§ **Your instructions**
An exact copy of every entry is the answer here, with no pictures.

§ **Input material**
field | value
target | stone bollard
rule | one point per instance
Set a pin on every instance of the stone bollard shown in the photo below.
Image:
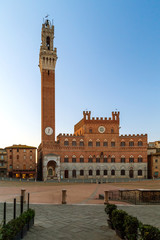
(105, 197)
(23, 193)
(64, 196)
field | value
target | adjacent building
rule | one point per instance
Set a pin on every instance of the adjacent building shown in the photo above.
(3, 163)
(21, 161)
(153, 159)
(95, 149)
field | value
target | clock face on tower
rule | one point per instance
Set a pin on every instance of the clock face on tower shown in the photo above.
(48, 130)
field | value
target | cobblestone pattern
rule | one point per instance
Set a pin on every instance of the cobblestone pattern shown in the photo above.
(68, 222)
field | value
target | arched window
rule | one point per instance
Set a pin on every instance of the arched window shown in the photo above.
(123, 143)
(140, 143)
(139, 172)
(113, 159)
(66, 143)
(113, 144)
(123, 159)
(73, 158)
(74, 143)
(50, 171)
(66, 173)
(112, 172)
(97, 172)
(81, 158)
(74, 173)
(81, 143)
(90, 144)
(122, 172)
(90, 159)
(131, 143)
(90, 130)
(97, 159)
(131, 159)
(140, 159)
(66, 158)
(105, 143)
(81, 172)
(48, 42)
(98, 143)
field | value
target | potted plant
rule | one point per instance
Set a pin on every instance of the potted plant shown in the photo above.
(118, 222)
(17, 228)
(109, 209)
(148, 232)
(131, 225)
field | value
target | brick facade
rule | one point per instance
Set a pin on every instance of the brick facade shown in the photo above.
(95, 150)
(21, 161)
(3, 162)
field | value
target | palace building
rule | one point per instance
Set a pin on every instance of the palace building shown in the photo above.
(95, 150)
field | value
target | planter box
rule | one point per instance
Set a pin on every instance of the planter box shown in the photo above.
(110, 225)
(17, 237)
(30, 223)
(120, 234)
(24, 230)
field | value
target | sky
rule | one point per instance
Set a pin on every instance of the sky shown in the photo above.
(108, 59)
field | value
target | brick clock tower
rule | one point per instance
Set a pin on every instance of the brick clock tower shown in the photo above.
(47, 63)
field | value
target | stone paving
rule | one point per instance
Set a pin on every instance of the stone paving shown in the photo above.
(70, 222)
(147, 214)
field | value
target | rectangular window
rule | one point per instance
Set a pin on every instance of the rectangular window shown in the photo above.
(81, 159)
(74, 143)
(66, 143)
(122, 144)
(97, 159)
(123, 159)
(112, 159)
(73, 159)
(105, 144)
(113, 144)
(81, 143)
(131, 144)
(131, 159)
(65, 159)
(140, 160)
(97, 144)
(90, 144)
(90, 159)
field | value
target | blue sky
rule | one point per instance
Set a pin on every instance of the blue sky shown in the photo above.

§ **Output below**
field | value
target | stone bollard
rule | one point per instance
Set a pin on every instance of the stone bollard shown in the photo below.
Image:
(105, 197)
(23, 193)
(64, 196)
field | value
target | adjacent building
rule | one point per instance
Set a pin on every instance of the adjacent building shown in the photo above.
(3, 163)
(21, 161)
(153, 159)
(95, 149)
field | value
target | clock face on tower
rule | one point per instance
Set a pin on every instance of the clock face on tower shown in the photo above.
(48, 130)
field | value
target | cobblestone pattern
rule | one point per instance
Set a pin on every instance of the cobblestone pattern shown in the photo above.
(68, 222)
field | value
target | arched window
rule | one point per instance
Set a pin on every instance of the arched window shown in the photo above.
(123, 143)
(140, 143)
(139, 172)
(113, 159)
(66, 143)
(113, 144)
(123, 159)
(73, 158)
(74, 143)
(50, 171)
(66, 173)
(112, 172)
(97, 172)
(81, 158)
(74, 173)
(81, 143)
(90, 144)
(122, 172)
(90, 159)
(131, 143)
(90, 130)
(97, 159)
(131, 159)
(140, 159)
(66, 158)
(105, 143)
(81, 172)
(48, 42)
(98, 143)
field | value
target | potted plant
rule | one point per instance
Set a pin on every instance of the potted plant shown in the photo above.
(118, 222)
(17, 228)
(109, 209)
(148, 232)
(131, 225)
field | value
target | brick facade
rule | one point per instance
Set a pin on every instance of the brick facade shown in the photo above.
(95, 150)
(21, 161)
(3, 162)
field | value
target | palace building
rule | one point per instance
Set a pin on every instance of the palace building shown in the photo above.
(95, 150)
field | value
target | planter box
rule | one point per instance
Set a pin on every instance of the planter box shown in the photo above.
(110, 225)
(17, 237)
(30, 223)
(120, 234)
(24, 230)
field | value
target | sky
rule | one point per instance
Set a pin on every instance of the sky shown in the photo above.
(108, 59)
field | value
target | brick clock tower
rule | one point per instance
Set a pin on every instance of the brick clock tower shown in the photo above.
(47, 63)
field | value
target | stone paving
rule | one point per instance
Set a pin on every instance of the stone paving shown in the photo above.
(70, 222)
(147, 214)
field | value
target | rectangular window
rule | one point per instance
Set a pin on every instance of the rectangular window shown in the photo above.
(81, 159)
(74, 143)
(66, 143)
(122, 144)
(97, 159)
(123, 159)
(112, 159)
(73, 159)
(105, 144)
(113, 144)
(81, 143)
(131, 144)
(131, 159)
(65, 159)
(140, 160)
(97, 144)
(90, 144)
(90, 159)
field | value
target | blue sky
rule | one point per instance
Set a pin on every instance of the blue sky shown in the photo above.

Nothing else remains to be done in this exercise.